* **Written instruction**: Include the line containing "Target: camera" and every line after it up to the end of the material below; reproduce them exactly and drop the pictures.

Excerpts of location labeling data

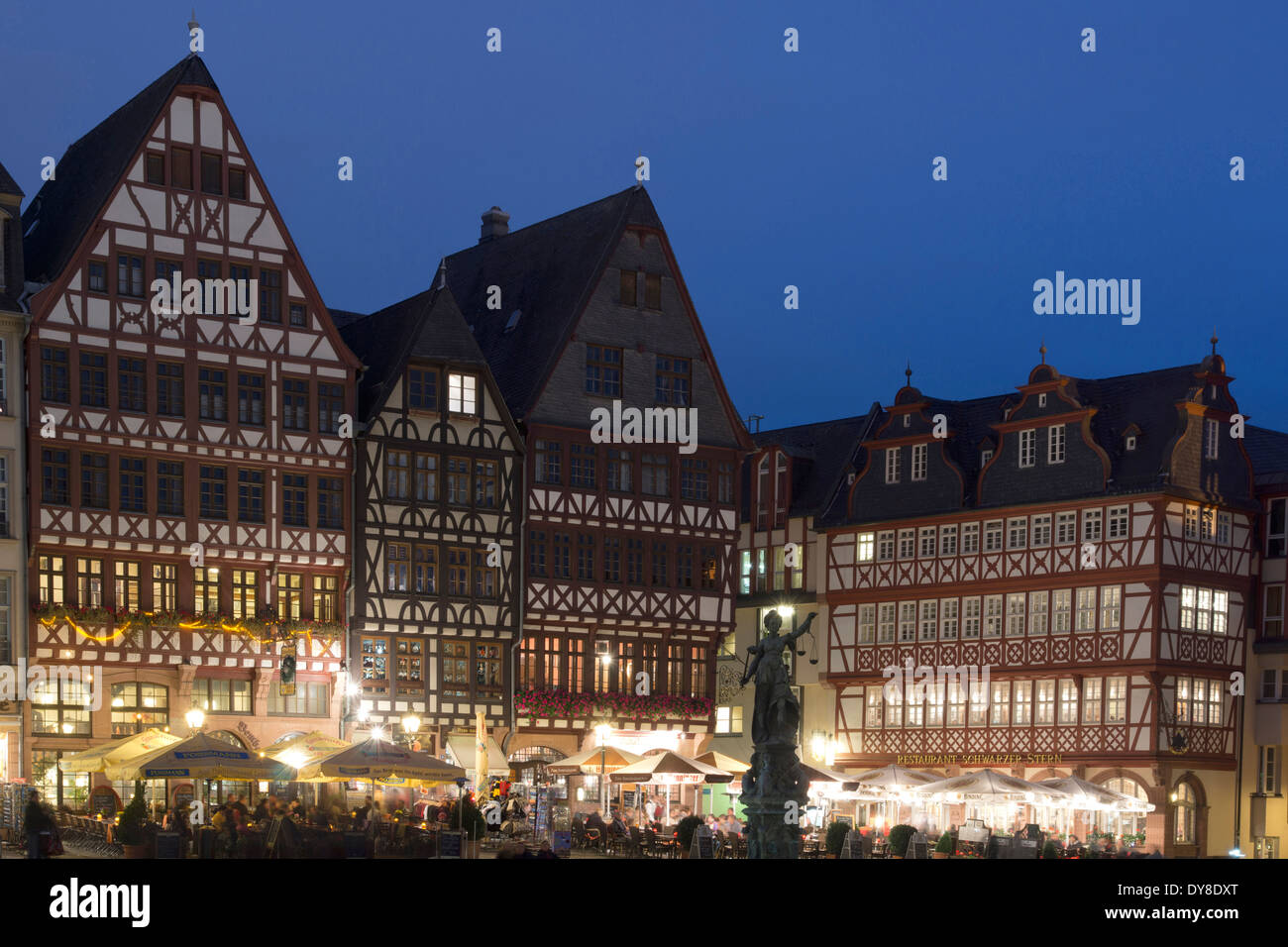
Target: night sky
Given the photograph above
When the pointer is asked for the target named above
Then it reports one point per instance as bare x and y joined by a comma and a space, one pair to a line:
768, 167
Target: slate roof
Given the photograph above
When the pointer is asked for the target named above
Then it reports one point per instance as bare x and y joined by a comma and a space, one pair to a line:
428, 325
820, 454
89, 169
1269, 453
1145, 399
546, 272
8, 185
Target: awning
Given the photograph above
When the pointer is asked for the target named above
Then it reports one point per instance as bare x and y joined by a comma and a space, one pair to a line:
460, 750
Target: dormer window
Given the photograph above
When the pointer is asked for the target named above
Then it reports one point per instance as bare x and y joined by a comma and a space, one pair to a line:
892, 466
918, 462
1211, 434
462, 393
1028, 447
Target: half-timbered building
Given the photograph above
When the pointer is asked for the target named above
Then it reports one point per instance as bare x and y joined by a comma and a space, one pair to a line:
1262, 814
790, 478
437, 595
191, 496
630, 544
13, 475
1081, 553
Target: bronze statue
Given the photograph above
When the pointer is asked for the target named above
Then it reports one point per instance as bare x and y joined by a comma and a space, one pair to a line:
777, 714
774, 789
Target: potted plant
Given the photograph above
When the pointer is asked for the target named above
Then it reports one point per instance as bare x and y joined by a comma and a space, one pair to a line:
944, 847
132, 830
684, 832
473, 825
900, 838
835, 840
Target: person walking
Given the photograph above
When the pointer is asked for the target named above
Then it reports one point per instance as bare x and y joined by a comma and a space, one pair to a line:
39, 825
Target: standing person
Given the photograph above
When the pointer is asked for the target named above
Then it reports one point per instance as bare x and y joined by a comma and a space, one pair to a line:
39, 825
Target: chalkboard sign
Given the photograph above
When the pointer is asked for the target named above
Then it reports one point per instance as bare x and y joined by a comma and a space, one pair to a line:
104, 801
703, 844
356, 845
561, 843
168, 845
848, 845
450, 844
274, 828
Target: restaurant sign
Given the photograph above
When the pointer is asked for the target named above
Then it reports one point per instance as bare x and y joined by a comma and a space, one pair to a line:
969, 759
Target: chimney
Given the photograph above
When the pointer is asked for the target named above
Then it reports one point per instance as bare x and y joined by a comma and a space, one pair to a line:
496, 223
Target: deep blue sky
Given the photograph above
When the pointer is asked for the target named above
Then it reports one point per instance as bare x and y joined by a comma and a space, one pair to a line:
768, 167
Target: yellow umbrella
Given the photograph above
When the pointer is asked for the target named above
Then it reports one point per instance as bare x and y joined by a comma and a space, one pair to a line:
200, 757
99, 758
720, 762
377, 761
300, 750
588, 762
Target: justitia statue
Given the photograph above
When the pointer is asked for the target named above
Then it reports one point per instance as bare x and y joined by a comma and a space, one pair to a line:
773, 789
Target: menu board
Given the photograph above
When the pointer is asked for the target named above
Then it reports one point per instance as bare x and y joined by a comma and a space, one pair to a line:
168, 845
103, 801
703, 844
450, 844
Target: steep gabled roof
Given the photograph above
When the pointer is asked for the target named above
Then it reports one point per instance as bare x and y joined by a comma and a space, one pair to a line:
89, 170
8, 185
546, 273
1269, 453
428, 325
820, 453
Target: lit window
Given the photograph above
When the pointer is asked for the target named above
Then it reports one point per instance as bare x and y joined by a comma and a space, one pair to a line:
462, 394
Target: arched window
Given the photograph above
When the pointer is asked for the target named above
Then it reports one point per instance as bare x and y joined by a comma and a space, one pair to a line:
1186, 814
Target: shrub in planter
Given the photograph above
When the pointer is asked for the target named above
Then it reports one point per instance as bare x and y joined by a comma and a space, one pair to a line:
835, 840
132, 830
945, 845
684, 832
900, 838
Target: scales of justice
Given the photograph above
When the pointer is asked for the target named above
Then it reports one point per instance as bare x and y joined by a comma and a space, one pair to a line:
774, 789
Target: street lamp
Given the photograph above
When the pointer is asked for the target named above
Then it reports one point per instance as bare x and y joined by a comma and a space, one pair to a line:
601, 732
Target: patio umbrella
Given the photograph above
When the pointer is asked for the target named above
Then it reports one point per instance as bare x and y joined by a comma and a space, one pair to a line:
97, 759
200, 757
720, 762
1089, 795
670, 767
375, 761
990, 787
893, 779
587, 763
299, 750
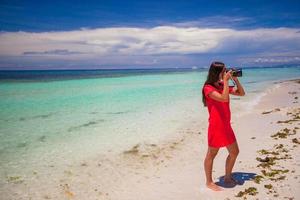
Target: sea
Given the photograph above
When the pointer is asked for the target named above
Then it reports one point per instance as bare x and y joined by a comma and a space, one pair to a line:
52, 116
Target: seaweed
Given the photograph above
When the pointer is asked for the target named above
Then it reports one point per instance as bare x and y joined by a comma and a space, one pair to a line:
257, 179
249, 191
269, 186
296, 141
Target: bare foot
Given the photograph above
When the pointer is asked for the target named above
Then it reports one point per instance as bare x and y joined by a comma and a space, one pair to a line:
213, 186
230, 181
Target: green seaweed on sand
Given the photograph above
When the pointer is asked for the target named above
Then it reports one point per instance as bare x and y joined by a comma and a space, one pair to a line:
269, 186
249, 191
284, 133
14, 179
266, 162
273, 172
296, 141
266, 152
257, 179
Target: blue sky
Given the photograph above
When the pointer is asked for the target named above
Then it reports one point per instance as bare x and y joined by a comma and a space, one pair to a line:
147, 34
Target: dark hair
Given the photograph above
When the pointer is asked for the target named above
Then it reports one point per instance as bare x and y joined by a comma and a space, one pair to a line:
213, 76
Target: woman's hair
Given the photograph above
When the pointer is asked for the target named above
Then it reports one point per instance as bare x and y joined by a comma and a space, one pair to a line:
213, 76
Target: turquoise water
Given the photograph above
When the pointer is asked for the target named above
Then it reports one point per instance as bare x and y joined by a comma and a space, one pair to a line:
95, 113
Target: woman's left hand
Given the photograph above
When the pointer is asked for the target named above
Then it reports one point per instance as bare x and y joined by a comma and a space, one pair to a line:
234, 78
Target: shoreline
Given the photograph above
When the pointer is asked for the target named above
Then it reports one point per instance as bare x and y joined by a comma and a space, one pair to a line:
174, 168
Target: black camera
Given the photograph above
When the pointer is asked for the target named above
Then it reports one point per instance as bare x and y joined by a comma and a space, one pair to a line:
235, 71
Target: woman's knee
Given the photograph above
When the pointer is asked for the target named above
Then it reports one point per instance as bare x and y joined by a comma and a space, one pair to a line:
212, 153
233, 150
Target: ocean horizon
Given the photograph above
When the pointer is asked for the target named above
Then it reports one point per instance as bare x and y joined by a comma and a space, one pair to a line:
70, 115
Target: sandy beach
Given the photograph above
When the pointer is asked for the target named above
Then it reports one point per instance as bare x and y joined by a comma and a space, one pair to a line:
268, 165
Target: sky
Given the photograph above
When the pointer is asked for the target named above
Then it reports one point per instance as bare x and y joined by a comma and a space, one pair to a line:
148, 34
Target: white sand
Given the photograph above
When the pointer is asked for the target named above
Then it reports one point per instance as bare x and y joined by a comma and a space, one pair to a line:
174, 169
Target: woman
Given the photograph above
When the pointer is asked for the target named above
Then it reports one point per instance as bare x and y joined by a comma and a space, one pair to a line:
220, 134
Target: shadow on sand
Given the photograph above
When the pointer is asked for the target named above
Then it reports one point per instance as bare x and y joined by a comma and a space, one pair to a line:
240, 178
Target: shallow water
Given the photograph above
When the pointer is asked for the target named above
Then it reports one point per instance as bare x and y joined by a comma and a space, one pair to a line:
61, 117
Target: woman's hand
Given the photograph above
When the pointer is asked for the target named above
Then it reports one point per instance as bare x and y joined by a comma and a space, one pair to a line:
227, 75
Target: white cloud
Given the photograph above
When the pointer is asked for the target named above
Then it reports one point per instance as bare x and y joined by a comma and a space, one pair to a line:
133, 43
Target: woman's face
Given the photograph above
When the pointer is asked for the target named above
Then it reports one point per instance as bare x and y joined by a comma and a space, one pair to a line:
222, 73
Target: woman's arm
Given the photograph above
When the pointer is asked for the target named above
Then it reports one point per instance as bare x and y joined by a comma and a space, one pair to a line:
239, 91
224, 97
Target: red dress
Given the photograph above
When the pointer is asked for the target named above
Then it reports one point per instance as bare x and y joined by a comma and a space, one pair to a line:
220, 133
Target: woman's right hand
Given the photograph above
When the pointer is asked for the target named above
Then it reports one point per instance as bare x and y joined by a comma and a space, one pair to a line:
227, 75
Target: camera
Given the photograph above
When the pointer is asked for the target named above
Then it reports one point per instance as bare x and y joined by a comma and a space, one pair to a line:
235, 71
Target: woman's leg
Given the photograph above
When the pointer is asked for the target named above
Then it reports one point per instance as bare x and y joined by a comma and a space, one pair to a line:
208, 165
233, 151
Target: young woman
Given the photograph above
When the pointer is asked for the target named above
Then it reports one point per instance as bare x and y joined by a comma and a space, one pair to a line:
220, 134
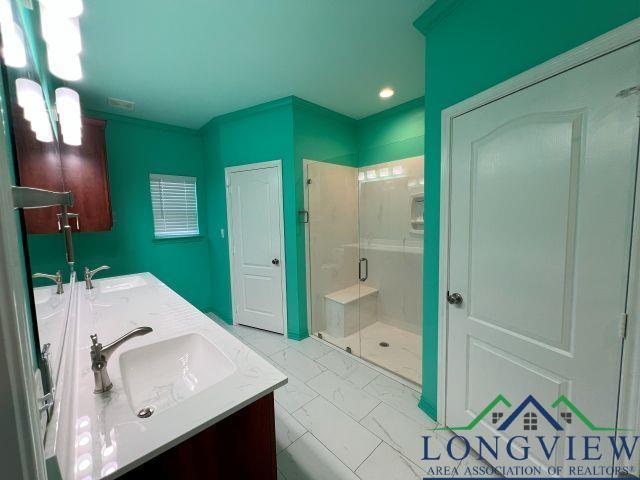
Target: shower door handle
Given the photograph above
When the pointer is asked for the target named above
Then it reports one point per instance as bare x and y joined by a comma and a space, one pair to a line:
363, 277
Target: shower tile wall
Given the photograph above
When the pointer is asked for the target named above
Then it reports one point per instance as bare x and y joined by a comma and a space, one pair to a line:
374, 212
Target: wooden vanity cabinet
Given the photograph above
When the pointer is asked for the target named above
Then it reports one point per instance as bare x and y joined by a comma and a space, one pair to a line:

* **Exercise response**:
Target: camera
Given the photograph above
When the pointer is asked for the target named above
Then it reports one point per instance as bare x and y joined by a comma and a space, one pair to a line:
235, 71
Target: woman's leg
Given the photograph above
When the pointer is asked for the target named above
Then it reports one point per instance as bare x and y joined by a comma and a space, one pair to a line:
208, 165
233, 151
Target: young woman
Given the photograph above
When the pointer is asked for the target named above
Then it reports one point per instance as bare x and y joined by a comma and a space, one pair to a line:
220, 134
Target: shower door handle
Given the photograph above
When the pointer is asked for the target named above
Then it reports one point per instance as bare x and y joined by a comma and a space, one pair to a line:
363, 277
Target: shower tile wall
Given the photograph above
When the pointer is asked for the target named above
Then it reports one point per instance as bare x and y joined by a comma and a space, one pair to a line:
374, 212
Target: wooden vanity cabinet
Given the photograph above
When the pointer is asked for the target named above
Then it reports one point per instance as bare x and y joined by a comma and a space, one pair to a line:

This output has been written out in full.